[Dataset excerpts]
-------

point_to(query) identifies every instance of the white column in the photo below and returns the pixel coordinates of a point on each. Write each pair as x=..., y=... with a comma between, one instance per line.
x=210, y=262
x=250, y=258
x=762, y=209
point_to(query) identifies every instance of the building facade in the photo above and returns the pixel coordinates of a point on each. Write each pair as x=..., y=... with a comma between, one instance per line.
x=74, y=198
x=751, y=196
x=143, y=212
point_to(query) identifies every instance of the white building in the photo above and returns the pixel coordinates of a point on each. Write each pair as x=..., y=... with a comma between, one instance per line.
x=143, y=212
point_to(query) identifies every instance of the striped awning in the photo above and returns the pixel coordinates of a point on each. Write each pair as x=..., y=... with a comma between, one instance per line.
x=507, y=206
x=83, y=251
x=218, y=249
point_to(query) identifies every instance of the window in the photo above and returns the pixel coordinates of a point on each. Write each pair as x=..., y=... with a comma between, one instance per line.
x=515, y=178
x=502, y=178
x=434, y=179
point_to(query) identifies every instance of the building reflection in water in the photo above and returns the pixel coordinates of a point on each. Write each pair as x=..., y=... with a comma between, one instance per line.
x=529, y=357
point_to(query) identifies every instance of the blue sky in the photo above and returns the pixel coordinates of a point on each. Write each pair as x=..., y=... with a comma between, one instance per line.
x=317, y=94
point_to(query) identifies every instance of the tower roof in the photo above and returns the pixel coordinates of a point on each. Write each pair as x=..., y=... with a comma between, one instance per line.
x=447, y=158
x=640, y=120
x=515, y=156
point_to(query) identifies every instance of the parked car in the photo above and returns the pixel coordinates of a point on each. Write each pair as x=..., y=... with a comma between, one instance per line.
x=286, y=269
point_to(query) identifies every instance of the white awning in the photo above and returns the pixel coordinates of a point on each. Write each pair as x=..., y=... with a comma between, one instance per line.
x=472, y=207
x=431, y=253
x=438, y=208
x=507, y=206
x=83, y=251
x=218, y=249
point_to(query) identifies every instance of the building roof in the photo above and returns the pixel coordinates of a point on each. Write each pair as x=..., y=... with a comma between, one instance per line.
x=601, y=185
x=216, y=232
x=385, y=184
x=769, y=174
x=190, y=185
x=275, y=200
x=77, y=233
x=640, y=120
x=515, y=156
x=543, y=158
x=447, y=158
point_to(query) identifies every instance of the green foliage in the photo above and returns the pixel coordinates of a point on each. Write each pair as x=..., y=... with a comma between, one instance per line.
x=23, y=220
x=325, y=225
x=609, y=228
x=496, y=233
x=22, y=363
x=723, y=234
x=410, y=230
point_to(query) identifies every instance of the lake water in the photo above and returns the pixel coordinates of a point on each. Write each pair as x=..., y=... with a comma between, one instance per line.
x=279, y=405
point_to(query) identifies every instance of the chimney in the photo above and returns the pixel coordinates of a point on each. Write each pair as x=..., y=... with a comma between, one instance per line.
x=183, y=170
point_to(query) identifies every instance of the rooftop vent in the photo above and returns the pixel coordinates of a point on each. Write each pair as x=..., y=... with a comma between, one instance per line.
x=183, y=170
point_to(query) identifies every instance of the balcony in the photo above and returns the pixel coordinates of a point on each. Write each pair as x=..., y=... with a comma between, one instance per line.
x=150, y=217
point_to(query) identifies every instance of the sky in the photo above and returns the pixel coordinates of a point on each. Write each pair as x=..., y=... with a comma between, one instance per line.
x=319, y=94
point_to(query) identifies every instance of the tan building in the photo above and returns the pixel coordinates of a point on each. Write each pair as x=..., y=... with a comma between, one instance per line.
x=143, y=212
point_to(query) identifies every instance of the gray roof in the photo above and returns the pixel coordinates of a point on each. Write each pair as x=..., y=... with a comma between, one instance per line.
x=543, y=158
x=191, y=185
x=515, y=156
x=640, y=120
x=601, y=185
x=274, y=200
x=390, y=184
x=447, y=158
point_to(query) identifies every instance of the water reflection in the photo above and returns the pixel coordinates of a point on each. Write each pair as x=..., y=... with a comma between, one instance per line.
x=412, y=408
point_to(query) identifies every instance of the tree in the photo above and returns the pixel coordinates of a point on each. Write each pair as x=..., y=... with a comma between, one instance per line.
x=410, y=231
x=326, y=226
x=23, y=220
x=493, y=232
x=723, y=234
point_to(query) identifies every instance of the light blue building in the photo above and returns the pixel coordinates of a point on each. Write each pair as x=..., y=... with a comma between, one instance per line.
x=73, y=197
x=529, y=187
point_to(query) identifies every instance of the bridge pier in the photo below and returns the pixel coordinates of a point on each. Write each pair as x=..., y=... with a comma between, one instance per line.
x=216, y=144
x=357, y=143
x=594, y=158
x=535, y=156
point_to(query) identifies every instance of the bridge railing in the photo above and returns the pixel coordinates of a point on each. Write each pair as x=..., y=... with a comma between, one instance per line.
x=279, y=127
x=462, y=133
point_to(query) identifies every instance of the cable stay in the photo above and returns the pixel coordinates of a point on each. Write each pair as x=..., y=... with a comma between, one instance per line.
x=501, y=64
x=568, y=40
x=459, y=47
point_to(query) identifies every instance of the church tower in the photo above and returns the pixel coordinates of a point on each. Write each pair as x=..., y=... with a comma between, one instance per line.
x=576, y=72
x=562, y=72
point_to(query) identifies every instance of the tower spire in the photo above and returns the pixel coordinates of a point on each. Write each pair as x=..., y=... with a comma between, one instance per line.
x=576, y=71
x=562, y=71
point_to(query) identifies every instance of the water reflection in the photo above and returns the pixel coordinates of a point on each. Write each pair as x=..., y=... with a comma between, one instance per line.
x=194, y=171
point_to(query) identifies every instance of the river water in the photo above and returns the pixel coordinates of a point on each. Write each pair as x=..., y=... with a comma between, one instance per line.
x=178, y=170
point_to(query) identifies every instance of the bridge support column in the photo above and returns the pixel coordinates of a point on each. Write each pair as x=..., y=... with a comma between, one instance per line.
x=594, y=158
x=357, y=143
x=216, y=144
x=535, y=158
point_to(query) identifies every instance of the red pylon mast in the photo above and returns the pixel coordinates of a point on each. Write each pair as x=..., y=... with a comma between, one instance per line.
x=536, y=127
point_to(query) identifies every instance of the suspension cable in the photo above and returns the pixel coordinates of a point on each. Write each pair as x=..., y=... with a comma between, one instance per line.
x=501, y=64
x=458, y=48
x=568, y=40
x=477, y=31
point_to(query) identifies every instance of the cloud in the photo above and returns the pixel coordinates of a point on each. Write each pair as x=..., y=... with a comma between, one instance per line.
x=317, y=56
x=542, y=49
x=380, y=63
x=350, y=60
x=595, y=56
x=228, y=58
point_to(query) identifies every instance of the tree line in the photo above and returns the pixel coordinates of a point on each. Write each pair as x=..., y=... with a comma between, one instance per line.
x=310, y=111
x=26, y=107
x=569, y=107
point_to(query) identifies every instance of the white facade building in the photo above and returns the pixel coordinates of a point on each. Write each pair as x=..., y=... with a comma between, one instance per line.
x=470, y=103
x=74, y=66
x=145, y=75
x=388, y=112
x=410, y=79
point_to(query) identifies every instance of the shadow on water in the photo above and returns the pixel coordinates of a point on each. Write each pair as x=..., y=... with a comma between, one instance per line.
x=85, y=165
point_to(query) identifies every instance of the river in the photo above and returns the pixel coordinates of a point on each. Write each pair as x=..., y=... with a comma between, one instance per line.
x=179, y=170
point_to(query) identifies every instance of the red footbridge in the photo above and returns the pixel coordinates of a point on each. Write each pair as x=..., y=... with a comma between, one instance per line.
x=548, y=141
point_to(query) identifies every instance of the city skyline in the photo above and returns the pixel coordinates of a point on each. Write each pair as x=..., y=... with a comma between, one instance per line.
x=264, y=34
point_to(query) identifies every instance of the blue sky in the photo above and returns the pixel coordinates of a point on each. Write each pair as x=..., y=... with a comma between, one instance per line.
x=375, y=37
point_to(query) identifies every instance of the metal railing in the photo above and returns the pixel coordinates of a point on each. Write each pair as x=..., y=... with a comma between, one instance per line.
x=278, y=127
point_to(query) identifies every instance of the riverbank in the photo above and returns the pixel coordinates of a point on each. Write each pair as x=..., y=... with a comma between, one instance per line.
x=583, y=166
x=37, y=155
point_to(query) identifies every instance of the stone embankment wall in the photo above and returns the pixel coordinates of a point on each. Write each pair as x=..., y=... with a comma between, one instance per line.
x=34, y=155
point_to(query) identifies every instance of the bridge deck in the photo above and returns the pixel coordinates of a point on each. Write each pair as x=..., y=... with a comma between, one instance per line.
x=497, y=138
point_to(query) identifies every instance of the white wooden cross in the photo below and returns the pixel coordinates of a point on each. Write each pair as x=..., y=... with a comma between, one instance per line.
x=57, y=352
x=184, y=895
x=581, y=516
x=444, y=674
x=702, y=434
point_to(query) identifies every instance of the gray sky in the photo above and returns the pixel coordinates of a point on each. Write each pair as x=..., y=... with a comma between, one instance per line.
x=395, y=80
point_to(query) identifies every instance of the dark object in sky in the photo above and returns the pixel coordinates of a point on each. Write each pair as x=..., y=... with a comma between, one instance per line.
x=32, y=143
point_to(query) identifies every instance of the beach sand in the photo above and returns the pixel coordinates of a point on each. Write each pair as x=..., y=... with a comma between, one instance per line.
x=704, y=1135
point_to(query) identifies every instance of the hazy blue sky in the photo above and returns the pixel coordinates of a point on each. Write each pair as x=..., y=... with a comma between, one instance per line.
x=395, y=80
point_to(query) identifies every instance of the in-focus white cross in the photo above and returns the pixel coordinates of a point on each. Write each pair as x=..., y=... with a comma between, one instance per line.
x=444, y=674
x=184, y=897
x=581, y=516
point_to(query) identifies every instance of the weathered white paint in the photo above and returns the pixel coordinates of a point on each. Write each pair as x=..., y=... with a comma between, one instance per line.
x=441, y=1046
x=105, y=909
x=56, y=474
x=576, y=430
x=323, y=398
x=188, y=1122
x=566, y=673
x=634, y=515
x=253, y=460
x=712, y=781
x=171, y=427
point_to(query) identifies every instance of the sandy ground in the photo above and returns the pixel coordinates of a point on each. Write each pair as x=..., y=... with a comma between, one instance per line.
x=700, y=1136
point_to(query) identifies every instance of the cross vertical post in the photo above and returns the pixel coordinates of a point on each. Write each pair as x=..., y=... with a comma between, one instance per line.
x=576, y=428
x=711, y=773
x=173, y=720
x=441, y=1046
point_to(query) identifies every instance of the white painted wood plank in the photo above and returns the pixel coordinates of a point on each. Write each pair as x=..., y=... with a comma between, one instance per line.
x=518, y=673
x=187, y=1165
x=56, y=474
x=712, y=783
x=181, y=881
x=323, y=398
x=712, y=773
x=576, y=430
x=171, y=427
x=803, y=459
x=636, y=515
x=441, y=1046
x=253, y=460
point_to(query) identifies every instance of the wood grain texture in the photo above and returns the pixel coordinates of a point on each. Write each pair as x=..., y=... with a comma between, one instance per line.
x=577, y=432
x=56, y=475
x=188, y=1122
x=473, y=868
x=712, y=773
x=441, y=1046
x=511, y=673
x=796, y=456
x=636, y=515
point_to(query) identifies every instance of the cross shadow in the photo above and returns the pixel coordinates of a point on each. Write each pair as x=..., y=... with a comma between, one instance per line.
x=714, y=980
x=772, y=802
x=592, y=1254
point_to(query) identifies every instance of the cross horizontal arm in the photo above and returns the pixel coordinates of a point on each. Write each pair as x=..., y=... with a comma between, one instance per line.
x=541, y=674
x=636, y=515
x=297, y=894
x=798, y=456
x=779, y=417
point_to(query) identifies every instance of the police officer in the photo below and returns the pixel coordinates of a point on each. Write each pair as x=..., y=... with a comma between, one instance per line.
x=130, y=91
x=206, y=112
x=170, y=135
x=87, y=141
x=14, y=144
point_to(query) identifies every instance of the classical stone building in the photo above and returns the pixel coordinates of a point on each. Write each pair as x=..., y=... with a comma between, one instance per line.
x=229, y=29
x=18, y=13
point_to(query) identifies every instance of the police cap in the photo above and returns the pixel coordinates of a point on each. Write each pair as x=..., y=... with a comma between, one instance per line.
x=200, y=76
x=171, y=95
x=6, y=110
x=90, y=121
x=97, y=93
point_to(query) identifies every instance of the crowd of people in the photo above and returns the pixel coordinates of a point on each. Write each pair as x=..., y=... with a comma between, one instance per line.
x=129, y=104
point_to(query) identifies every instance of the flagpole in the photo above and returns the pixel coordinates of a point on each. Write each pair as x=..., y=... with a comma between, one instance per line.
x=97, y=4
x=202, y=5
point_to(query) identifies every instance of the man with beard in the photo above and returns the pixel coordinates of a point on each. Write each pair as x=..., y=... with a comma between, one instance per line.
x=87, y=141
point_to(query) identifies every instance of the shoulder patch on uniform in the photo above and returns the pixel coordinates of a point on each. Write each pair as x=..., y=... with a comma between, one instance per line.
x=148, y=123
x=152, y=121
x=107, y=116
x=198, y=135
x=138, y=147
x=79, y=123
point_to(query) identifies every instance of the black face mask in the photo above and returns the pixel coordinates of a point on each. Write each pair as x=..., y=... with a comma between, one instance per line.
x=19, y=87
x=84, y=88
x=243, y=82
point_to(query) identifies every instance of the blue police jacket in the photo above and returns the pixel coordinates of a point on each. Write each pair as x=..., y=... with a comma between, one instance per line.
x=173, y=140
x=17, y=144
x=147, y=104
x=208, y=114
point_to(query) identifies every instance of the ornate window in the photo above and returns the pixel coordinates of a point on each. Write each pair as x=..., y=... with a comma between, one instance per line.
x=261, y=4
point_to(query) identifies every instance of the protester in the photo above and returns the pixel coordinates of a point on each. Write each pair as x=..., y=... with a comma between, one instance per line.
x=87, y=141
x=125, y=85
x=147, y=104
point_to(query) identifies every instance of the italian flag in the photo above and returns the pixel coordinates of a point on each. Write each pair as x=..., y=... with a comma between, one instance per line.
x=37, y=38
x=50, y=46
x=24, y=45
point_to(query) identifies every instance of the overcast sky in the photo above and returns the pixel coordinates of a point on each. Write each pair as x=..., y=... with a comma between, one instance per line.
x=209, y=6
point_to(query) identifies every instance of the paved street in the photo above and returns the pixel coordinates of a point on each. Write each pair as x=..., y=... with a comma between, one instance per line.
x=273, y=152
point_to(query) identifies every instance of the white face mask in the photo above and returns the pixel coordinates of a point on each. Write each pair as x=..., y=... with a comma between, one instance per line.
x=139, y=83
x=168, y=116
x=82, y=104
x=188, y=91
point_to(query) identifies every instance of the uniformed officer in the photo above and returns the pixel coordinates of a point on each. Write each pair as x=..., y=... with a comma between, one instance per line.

-------

* **PROMPT**:
From the line that contains "point_to(query) identifies every instance of the italian" through the last line of the records above, copy every line exactly and leave out the rest.

* **RESULT**:
point_to(query) identifies every instance of the italian flag in the photo above and returns the pixel coordinates of a point on each. Write each pair as x=..., y=... with a comma between, one instance per line.
x=37, y=38
x=50, y=46
x=24, y=45
point_to(query) identifies every instance of the overcast sky in the photo above and returns the pixel coordinates of a point on each. Write each pair as x=..., y=... with a comma between, one instance per line.
x=209, y=6
point_to(query) identifies every instance of the paved street in the photo above and returns the pixel coordinates of a point on each. Write each pair as x=..., y=... with a comma between, one instance per line.
x=273, y=152
point_to(query) identifies every instance of the white face mask in the photo above and returns the pixel coordinates of a point on each. Write each pair as x=..., y=... with a comma between, one instance per line.
x=139, y=83
x=168, y=116
x=82, y=104
x=188, y=91
point_to(query) identifies every instance of the uniformed officer in the photo above and returns the pixel coordinates of a point on each. Write each pair as x=..., y=... with a comma between, one instance per line.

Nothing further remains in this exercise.